Find each line in the listing below that contains the word "sport", and copy every one of those lines in full.

==========

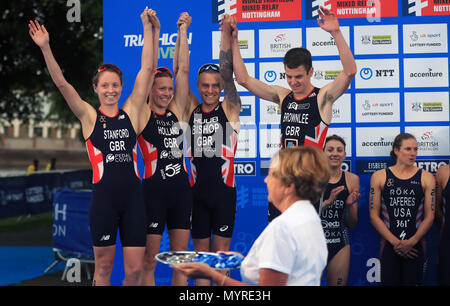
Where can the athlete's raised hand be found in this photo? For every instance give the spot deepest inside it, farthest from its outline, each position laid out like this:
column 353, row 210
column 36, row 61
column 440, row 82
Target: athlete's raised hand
column 184, row 20
column 327, row 20
column 154, row 19
column 38, row 33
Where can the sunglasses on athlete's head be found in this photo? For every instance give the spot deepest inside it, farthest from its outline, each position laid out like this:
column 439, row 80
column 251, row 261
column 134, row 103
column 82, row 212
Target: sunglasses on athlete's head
column 108, row 66
column 208, row 67
column 160, row 70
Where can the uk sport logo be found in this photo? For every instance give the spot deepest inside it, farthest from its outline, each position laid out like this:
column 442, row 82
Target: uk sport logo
column 415, row 7
column 221, row 7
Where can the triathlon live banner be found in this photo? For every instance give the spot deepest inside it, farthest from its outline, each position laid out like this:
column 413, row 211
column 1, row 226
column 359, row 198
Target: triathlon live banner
column 401, row 50
column 257, row 10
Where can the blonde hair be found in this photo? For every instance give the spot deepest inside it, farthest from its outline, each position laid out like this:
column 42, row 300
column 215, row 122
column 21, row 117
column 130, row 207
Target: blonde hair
column 305, row 167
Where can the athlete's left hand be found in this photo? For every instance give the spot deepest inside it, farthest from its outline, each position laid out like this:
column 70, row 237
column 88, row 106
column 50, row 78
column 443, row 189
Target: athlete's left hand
column 405, row 249
column 194, row 269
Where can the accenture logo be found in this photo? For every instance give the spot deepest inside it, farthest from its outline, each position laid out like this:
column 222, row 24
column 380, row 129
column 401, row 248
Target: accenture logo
column 380, row 143
column 428, row 74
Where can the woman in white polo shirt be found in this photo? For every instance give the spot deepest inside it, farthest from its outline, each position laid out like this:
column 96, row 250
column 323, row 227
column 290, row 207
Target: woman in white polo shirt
column 291, row 250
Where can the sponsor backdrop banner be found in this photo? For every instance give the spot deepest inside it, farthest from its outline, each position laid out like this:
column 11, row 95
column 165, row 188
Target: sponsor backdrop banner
column 402, row 85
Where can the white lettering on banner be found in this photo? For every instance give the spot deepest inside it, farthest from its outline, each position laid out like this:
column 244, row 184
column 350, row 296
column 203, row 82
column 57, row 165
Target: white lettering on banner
column 60, row 212
column 166, row 39
column 74, row 13
column 73, row 270
column 374, row 273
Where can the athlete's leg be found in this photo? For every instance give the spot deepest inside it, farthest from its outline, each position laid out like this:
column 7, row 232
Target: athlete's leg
column 413, row 268
column 390, row 266
column 132, row 262
column 221, row 243
column 149, row 264
column 179, row 239
column 338, row 266
column 104, row 261
column 202, row 245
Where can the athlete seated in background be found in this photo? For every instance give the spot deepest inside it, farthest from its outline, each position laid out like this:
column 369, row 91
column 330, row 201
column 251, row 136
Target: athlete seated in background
column 338, row 212
column 443, row 215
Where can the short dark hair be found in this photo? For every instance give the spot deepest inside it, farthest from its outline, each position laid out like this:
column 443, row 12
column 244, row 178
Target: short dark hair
column 398, row 141
column 305, row 167
column 297, row 57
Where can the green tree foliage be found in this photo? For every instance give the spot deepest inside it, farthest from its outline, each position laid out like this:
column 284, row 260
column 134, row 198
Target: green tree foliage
column 77, row 46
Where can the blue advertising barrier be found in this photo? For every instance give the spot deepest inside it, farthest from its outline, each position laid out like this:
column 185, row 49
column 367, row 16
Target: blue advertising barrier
column 71, row 235
column 71, row 222
column 33, row 194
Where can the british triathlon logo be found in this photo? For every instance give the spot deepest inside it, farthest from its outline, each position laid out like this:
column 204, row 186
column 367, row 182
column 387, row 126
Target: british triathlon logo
column 220, row 7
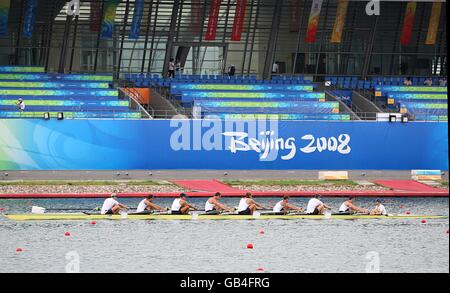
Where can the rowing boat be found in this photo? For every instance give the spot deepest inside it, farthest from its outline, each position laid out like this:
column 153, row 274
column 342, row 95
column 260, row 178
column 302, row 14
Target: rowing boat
column 82, row 216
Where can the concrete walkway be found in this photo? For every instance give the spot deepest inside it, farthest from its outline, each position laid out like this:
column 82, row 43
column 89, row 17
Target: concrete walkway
column 197, row 175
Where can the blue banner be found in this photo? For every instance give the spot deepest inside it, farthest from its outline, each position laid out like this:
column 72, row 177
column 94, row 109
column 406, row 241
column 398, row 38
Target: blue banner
column 137, row 18
column 29, row 18
column 214, row 144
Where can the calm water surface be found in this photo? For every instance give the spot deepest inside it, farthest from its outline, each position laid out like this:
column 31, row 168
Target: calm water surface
column 220, row 246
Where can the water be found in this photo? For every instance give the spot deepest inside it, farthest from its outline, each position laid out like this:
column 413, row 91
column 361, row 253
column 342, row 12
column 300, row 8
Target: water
column 220, row 246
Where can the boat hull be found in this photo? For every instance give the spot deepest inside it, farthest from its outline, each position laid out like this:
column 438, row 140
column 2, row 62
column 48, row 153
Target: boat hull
column 80, row 216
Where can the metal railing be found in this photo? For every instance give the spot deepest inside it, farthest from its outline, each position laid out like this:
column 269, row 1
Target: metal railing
column 133, row 97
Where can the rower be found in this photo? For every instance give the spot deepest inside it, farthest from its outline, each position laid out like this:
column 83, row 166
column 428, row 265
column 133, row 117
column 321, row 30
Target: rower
column 348, row 207
column 147, row 205
column 247, row 205
column 316, row 206
column 180, row 206
column 213, row 205
column 285, row 206
column 111, row 206
column 379, row 209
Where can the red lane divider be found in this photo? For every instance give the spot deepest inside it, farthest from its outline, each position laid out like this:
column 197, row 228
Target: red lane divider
column 386, row 193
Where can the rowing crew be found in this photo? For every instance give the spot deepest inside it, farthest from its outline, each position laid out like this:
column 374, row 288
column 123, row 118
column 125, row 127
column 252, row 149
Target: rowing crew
column 317, row 207
column 247, row 206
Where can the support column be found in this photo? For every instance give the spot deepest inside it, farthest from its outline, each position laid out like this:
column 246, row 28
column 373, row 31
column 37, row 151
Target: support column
column 369, row 51
column 62, row 56
column 270, row 54
column 173, row 24
column 74, row 42
column 124, row 27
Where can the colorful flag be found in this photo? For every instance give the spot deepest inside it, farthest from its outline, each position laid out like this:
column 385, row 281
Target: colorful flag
column 313, row 22
column 341, row 14
column 29, row 18
column 434, row 23
column 137, row 19
column 4, row 16
column 239, row 17
column 109, row 17
column 408, row 23
column 213, row 20
column 294, row 18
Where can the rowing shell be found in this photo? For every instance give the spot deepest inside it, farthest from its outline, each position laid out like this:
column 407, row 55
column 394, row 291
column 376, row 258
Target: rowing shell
column 80, row 216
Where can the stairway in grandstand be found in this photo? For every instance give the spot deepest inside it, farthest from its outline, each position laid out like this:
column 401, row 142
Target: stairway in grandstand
column 245, row 97
column 74, row 95
column 418, row 102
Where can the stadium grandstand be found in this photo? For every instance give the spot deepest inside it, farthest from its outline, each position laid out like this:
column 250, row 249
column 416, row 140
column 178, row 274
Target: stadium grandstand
column 111, row 59
column 243, row 133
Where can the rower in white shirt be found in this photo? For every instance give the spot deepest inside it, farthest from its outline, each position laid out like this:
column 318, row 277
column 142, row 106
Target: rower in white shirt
column 247, row 205
column 111, row 206
column 213, row 205
column 147, row 205
column 283, row 206
column 180, row 206
column 379, row 209
column 349, row 207
column 315, row 206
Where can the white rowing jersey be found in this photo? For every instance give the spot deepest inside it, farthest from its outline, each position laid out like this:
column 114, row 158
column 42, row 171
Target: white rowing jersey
column 381, row 210
column 176, row 206
column 243, row 205
column 313, row 203
column 278, row 207
column 344, row 208
column 209, row 206
column 108, row 204
column 142, row 206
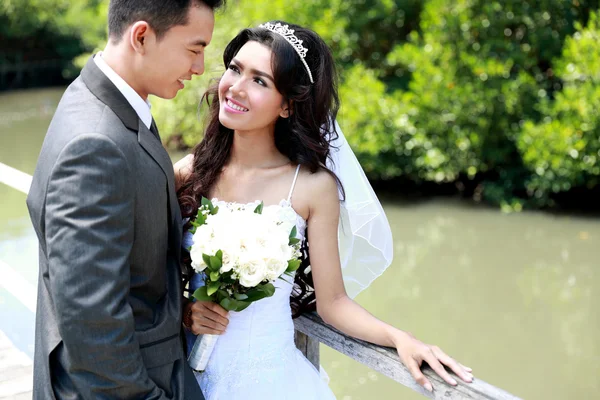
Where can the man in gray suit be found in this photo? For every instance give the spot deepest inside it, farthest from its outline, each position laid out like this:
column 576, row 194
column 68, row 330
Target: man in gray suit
column 104, row 207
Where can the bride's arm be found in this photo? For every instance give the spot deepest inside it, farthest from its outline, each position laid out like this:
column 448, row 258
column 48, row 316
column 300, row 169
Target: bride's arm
column 338, row 310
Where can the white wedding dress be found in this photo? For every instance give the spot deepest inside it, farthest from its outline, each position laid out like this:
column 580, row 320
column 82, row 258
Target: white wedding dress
column 256, row 357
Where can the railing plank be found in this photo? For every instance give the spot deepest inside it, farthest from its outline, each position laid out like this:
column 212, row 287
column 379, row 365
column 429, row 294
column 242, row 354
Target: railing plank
column 386, row 361
column 309, row 346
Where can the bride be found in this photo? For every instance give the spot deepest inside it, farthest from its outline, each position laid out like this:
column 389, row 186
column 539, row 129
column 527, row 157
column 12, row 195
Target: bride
column 265, row 141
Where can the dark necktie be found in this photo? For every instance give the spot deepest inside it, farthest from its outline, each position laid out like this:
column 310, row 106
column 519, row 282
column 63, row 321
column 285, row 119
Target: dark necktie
column 154, row 129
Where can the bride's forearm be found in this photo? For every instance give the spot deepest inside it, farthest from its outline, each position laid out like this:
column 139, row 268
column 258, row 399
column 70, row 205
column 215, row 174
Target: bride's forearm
column 349, row 317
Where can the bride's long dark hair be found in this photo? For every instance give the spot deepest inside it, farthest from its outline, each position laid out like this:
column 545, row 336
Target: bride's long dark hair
column 304, row 137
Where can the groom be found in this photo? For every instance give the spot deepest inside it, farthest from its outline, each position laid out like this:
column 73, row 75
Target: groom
column 104, row 208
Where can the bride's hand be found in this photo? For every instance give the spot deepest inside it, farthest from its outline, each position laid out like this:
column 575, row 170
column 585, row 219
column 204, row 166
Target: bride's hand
column 208, row 318
column 413, row 352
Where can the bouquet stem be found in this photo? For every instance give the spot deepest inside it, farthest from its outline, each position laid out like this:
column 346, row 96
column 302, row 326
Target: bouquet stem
column 200, row 354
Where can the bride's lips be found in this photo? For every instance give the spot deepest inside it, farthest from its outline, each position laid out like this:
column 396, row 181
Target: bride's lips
column 234, row 107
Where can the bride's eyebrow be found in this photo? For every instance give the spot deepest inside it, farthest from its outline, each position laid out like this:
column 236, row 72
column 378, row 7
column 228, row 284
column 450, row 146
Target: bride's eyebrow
column 254, row 71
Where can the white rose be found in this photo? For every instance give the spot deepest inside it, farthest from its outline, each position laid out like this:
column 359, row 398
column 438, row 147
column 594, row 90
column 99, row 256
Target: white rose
column 275, row 268
column 228, row 262
column 251, row 272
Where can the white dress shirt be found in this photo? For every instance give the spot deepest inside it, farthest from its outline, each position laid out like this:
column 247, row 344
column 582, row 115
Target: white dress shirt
column 141, row 106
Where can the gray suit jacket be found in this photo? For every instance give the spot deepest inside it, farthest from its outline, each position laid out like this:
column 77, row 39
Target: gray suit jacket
column 103, row 205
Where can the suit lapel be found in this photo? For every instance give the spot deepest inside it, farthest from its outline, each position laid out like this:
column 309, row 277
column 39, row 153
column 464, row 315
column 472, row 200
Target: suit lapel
column 108, row 93
column 156, row 150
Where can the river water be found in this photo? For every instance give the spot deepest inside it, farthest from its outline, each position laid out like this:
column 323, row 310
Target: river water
column 514, row 296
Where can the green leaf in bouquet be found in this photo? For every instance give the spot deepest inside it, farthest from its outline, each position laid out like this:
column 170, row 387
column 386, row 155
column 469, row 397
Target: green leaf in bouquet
column 202, row 294
column 293, row 265
column 213, row 287
column 206, row 259
column 221, row 294
column 215, row 263
column 206, row 203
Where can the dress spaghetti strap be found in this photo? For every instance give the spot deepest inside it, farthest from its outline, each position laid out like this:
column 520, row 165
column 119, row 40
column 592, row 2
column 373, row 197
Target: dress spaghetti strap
column 293, row 184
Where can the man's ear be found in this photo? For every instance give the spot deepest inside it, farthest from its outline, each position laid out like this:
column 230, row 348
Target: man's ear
column 140, row 35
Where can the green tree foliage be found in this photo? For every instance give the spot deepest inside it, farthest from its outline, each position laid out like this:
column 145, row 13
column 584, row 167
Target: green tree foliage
column 563, row 148
column 501, row 96
column 37, row 30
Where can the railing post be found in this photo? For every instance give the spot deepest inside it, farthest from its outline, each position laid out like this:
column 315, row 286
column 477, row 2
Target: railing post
column 309, row 347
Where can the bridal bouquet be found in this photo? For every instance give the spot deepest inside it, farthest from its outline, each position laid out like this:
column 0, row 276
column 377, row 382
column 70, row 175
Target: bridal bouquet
column 240, row 253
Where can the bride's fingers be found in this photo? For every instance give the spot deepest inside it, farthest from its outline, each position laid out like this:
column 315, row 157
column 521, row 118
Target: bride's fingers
column 204, row 324
column 415, row 371
column 439, row 369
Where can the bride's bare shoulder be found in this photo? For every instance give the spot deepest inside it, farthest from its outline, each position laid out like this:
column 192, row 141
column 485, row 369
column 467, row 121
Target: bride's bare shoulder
column 183, row 169
column 317, row 187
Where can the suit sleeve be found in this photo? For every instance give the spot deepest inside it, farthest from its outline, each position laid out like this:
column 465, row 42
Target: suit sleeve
column 89, row 236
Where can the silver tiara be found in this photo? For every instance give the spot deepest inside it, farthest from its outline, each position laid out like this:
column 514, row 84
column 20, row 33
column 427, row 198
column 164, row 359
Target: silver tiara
column 288, row 34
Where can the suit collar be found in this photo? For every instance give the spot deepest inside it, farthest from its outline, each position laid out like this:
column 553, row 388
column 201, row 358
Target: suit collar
column 154, row 148
column 101, row 87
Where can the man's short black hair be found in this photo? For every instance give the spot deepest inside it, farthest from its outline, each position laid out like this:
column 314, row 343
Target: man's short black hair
column 162, row 15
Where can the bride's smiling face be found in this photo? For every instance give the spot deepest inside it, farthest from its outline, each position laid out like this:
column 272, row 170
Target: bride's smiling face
column 248, row 97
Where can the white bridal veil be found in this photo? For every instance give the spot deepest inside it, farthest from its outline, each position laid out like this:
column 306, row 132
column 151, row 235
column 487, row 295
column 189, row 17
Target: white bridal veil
column 364, row 234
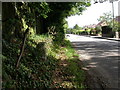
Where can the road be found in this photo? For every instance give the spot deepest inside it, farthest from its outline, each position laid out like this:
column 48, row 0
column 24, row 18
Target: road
column 99, row 56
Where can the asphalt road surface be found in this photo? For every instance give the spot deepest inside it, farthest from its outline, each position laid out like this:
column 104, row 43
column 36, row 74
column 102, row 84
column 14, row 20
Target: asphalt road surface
column 99, row 56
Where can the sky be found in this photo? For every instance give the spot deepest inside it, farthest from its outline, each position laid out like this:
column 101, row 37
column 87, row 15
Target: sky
column 92, row 13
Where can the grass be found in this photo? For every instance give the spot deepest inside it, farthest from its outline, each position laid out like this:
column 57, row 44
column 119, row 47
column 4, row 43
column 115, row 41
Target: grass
column 59, row 68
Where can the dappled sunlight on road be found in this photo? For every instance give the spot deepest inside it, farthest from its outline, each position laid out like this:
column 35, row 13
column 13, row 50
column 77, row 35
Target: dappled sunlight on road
column 98, row 55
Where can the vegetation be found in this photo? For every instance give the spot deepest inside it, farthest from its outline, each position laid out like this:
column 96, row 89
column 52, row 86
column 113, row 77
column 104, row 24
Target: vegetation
column 34, row 46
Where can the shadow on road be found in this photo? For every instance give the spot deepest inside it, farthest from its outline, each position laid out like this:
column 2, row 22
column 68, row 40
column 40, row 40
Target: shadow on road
column 100, row 58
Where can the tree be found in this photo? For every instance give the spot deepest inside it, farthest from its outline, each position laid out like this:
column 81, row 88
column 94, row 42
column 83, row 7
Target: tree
column 76, row 27
column 106, row 17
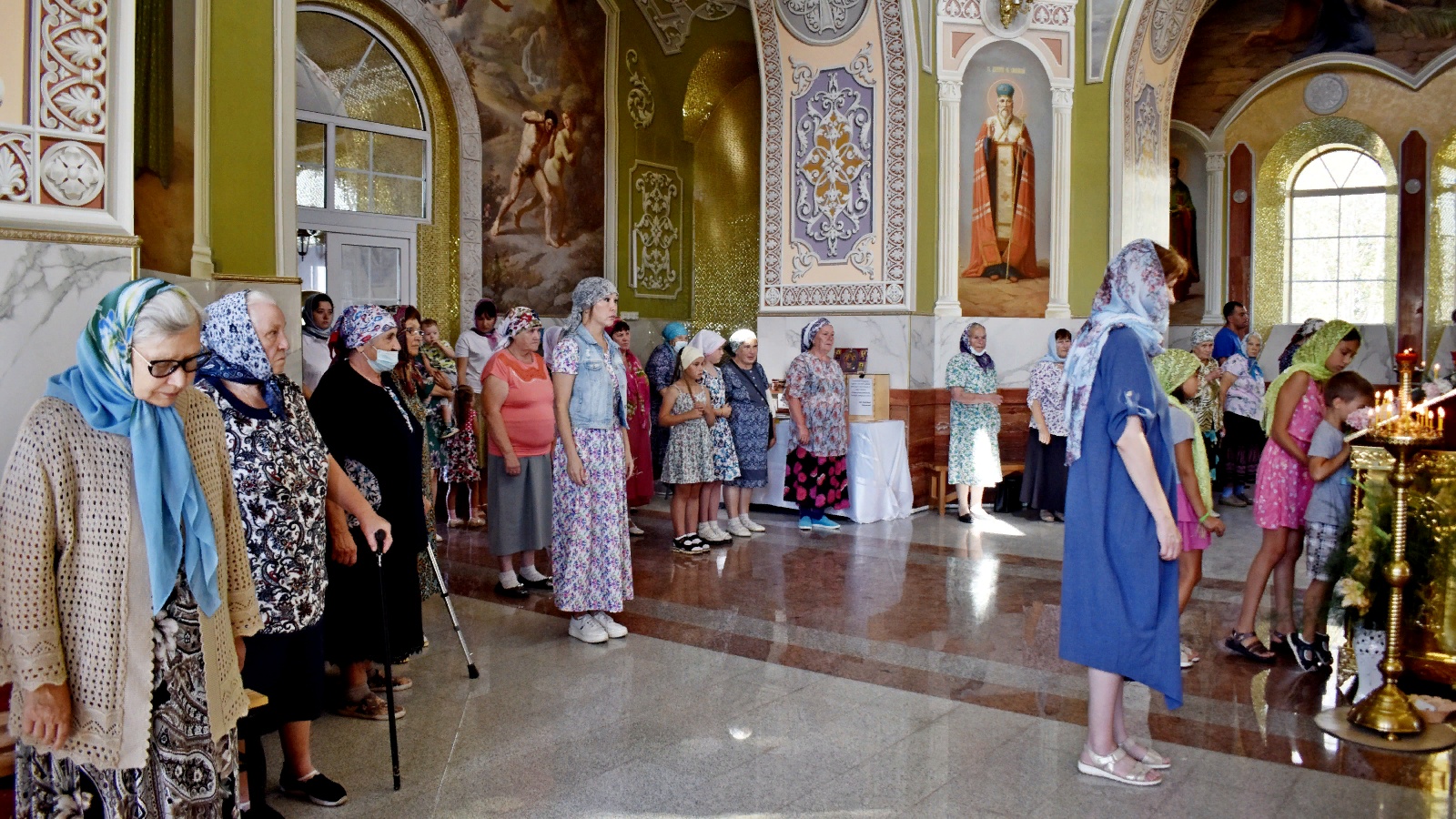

==========

## Response below
Where can the uk sport logo be found in this photo? For every instance give the spot deepest inside it, farthest from its outline, each position laid out like this:
Target: uk sport logo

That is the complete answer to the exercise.